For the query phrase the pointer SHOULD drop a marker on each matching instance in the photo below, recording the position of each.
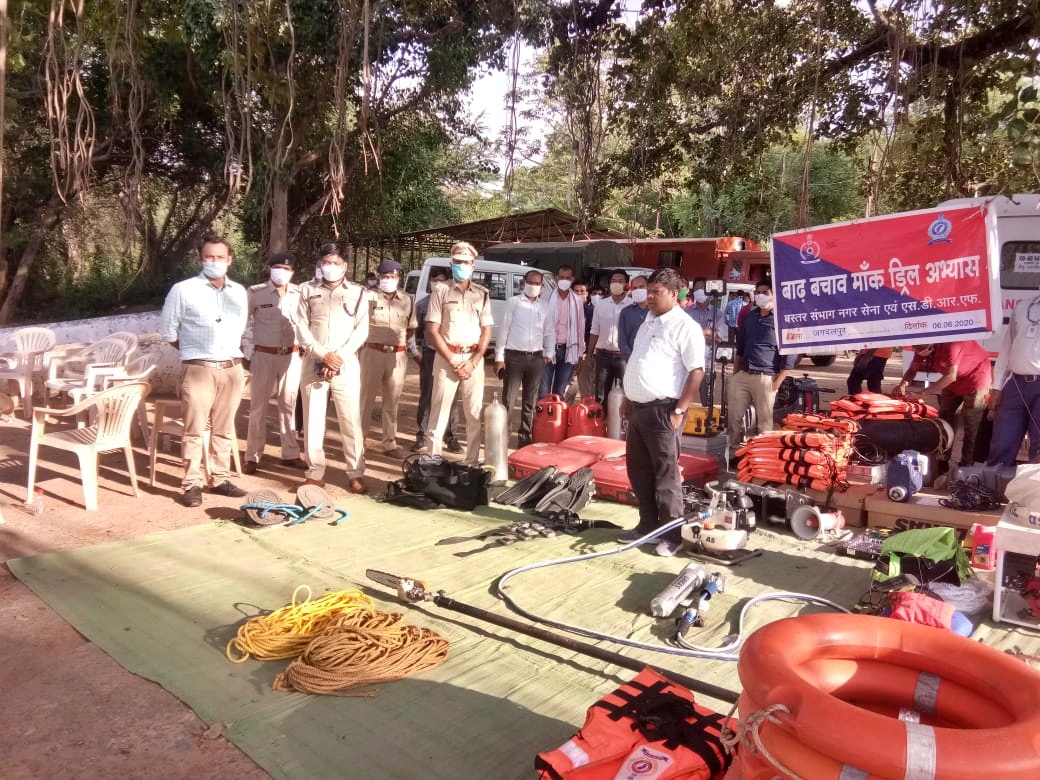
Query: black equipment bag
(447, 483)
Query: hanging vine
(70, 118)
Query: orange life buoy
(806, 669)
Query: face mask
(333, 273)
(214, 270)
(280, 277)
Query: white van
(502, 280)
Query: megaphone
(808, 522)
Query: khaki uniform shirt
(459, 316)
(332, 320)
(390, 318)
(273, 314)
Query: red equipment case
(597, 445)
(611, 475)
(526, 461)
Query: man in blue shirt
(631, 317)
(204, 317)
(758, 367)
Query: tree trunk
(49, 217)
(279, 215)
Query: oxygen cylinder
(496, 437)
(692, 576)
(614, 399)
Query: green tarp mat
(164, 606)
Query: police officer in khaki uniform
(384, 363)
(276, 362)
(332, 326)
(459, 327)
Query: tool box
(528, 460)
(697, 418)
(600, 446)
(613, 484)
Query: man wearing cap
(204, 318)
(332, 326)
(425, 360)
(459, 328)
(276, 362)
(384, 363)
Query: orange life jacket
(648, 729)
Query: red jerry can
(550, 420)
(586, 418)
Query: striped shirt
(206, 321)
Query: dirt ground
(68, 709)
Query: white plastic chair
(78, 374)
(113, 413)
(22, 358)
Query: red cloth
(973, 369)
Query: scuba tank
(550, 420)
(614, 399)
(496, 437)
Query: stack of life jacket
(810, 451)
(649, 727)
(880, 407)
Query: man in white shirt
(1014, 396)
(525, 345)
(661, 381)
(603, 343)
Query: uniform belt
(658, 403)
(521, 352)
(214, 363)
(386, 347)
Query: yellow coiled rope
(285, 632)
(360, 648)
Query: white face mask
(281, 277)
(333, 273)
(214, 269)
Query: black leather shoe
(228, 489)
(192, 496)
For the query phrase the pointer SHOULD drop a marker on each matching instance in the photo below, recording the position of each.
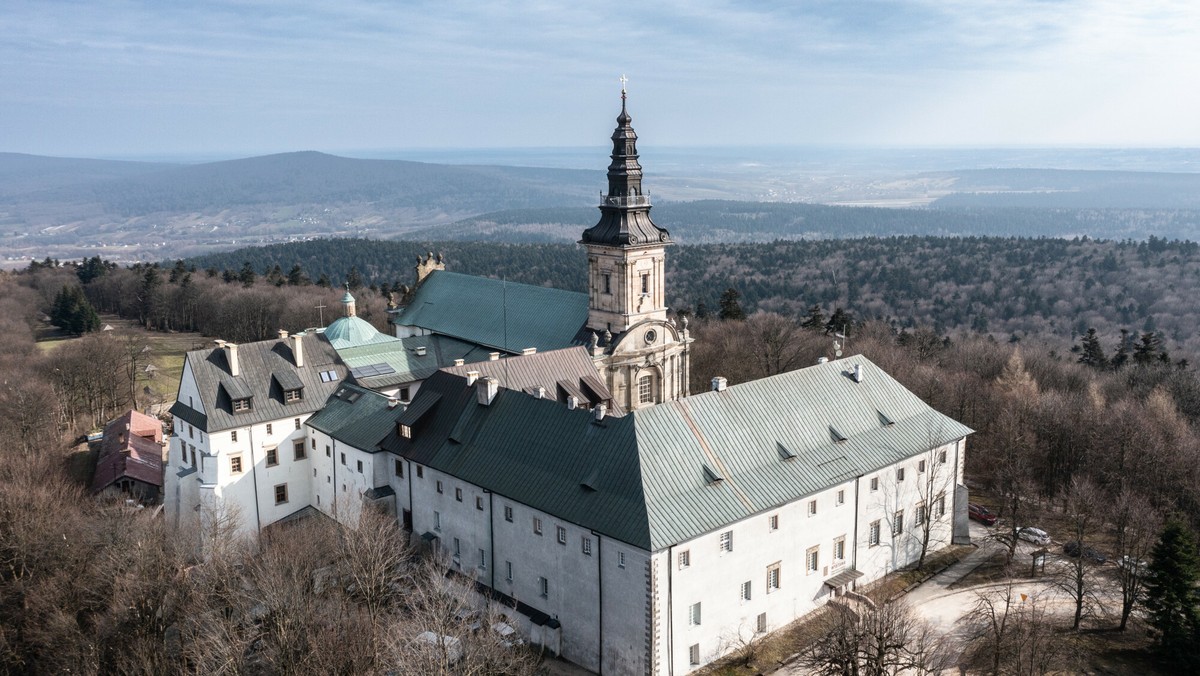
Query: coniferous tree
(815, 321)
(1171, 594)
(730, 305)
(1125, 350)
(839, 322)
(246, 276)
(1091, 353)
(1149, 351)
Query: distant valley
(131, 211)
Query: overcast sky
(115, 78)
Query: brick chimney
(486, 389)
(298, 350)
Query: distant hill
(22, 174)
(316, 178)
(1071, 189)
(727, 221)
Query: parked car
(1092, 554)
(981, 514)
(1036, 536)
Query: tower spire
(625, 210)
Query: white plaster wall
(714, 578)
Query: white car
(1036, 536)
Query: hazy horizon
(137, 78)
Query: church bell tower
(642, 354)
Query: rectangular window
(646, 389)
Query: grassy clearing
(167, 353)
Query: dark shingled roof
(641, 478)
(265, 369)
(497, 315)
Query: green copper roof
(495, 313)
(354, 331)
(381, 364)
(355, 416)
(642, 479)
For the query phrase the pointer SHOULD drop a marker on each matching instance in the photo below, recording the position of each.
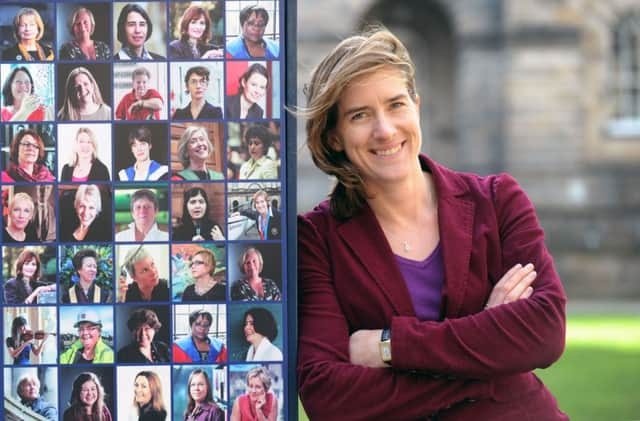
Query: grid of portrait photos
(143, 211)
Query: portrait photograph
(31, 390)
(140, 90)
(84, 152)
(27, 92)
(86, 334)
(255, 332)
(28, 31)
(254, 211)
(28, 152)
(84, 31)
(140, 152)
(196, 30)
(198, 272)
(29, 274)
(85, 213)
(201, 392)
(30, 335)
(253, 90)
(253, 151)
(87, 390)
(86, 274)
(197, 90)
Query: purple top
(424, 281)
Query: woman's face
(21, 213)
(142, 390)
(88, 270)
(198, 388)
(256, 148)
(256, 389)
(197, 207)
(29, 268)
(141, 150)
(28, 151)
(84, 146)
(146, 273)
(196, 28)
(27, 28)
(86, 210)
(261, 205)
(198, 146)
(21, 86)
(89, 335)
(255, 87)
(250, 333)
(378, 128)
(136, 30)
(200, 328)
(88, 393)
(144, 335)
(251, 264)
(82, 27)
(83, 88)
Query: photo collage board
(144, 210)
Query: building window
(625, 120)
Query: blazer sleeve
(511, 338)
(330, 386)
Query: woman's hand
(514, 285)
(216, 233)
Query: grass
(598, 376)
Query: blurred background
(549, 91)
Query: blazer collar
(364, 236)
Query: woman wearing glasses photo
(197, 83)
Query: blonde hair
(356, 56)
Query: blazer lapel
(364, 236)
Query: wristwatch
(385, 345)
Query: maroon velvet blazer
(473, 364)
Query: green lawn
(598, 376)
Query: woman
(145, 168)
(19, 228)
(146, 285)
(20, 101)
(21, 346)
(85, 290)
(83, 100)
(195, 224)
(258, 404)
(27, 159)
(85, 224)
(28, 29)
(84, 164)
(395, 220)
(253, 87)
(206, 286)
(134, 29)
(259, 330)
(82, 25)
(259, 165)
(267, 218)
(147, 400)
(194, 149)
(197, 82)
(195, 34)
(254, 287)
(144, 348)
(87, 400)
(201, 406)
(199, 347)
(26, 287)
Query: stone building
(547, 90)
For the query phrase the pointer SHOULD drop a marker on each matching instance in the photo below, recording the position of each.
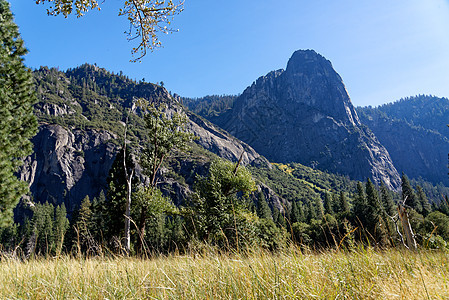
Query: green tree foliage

☆ ☆ ☆ ☆ ☆ ☆ ☆

> **Exercise instructions**
The answer must consist of the entries above, reproduced word for word, without any pictures.

> **Written response**
For the query phrase the pointer SHOULD drop a marker on each matching instance in the photo below, recording the position of each.
Query: black equipment bag
(447, 483)
Query: hanging vine
(70, 118)
Query: orange life buoy
(806, 669)
Query: face mask
(333, 273)
(214, 270)
(280, 277)
Query: white van
(502, 280)
Query: megaphone
(808, 522)
Query: khaki uniform shirt
(459, 316)
(332, 320)
(390, 318)
(273, 314)
Query: red equipment case
(597, 445)
(611, 475)
(526, 461)
Query: man in blue shirt
(631, 317)
(204, 317)
(758, 367)
Query: tree trunk
(49, 217)
(279, 215)
Query: oxygen cylinder
(496, 437)
(692, 576)
(614, 399)
Query: green tarp mat
(164, 606)
Query: police officer in khaki uniform
(384, 363)
(276, 362)
(332, 326)
(459, 327)
Query: tool box
(528, 460)
(697, 418)
(600, 446)
(613, 484)
Query: man wearing cap
(204, 318)
(332, 326)
(425, 360)
(459, 328)
(276, 362)
(384, 363)
Query: orange life jacket
(648, 729)
Query: red jerry can
(550, 420)
(586, 418)
Query: striped shirt
(206, 321)
Query: dirt ground
(68, 709)
Query: white plastic chair
(78, 374)
(113, 413)
(22, 358)
Query: red cloth
(973, 369)
Query: scuba tank
(550, 420)
(614, 399)
(496, 437)
Query: stack of life jacket
(810, 451)
(649, 727)
(880, 407)
Query: man in white shirt
(1014, 396)
(525, 345)
(661, 381)
(603, 343)
Query: uniform belt
(658, 403)
(521, 352)
(214, 363)
(386, 347)
Query: yellow coiled rope
(285, 632)
(360, 648)
Query: white face mask
(281, 277)
(333, 273)
(214, 269)
Query: black leather shoe
(228, 489)
(192, 496)
For the query phrase the pointer SHOULD drop a marker on each matching instance in the photo below, recording the position of each.
Query: coniferous tree
(815, 321)
(1171, 594)
(730, 305)
(1125, 350)
(839, 322)
(246, 276)
(1091, 353)
(1149, 351)
Query: distant valley
(131, 211)
Query: overcast sky
(115, 78)
Query: brick chimney
(486, 389)
(298, 350)
Query: distant hill
(22, 174)
(316, 178)
(1071, 189)
(727, 221)
Query: parked car
(1092, 554)
(981, 514)
(1036, 536)
Query: tower spire
(625, 210)
Query: white plaster wall
(714, 578)
Query: white car
(1036, 536)
Query: hazy horizon
(137, 78)
Query: church bell tower
(642, 354)
Query: rectangular window
(646, 389)
Query: grassy clearing
(167, 353)
Query: dark shingled roof
(641, 478)
(265, 369)
(497, 315)
Query: green copper roof
(495, 313)
(354, 331)
(381, 364)
(355, 416)
(642, 479)
For the query phrase the pointer SHOULD drop a marker on each matching instance in the photo below, recording the position of each.
Query: grid of portrait photos
(143, 211)
Query: portrait photograph
(31, 390)
(140, 90)
(84, 152)
(27, 92)
(86, 334)
(255, 332)
(28, 31)
(254, 211)
(28, 152)
(84, 31)
(140, 152)
(196, 30)
(198, 272)
(29, 274)
(85, 213)
(201, 392)
(30, 335)
(253, 90)
(253, 151)
(87, 390)
(86, 274)
(197, 90)
Query: purple top
(424, 281)
Query: woman's face
(21, 213)
(142, 390)
(88, 270)
(198, 388)
(256, 148)
(256, 389)
(197, 207)
(29, 268)
(141, 150)
(28, 151)
(84, 146)
(146, 273)
(196, 28)
(27, 28)
(86, 210)
(261, 205)
(198, 146)
(21, 86)
(89, 335)
(255, 87)
(250, 333)
(378, 128)
(136, 30)
(200, 328)
(88, 393)
(144, 335)
(251, 264)
(82, 27)
(83, 88)
Query: photo collage board
(144, 210)
Query: building window
(625, 120)
Query: blazer sleeve
(511, 338)
(330, 386)
Query: woman's hand
(514, 285)
(216, 233)
Query: grass
(598, 376)
Query: blurred background
(549, 91)
Query: blazer collar
(364, 236)
Query: woman wearing glasses photo
(197, 83)
Query: blonde hair
(356, 56)
Query: blazer lapel
(364, 236)
Query: wristwatch
(385, 345)
Query: maroon velvet blazer
(473, 364)
Query: green lawn
(598, 376)
Query: woman
(145, 168)
(19, 228)
(146, 285)
(20, 101)
(21, 346)
(85, 290)
(83, 100)
(195, 224)
(258, 404)
(27, 159)
(85, 224)
(28, 29)
(84, 164)
(395, 220)
(253, 87)
(206, 286)
(134, 29)
(259, 330)
(82, 25)
(259, 165)
(267, 218)
(147, 400)
(194, 149)
(197, 82)
(195, 34)
(254, 287)
(144, 348)
(87, 400)
(201, 406)
(199, 347)
(26, 287)
Query: stone building
(547, 90)
For the query phrase the pointer SHOULD drop a marker on each matching instance in the photo below, recording the position of each.
Query: green tree foliage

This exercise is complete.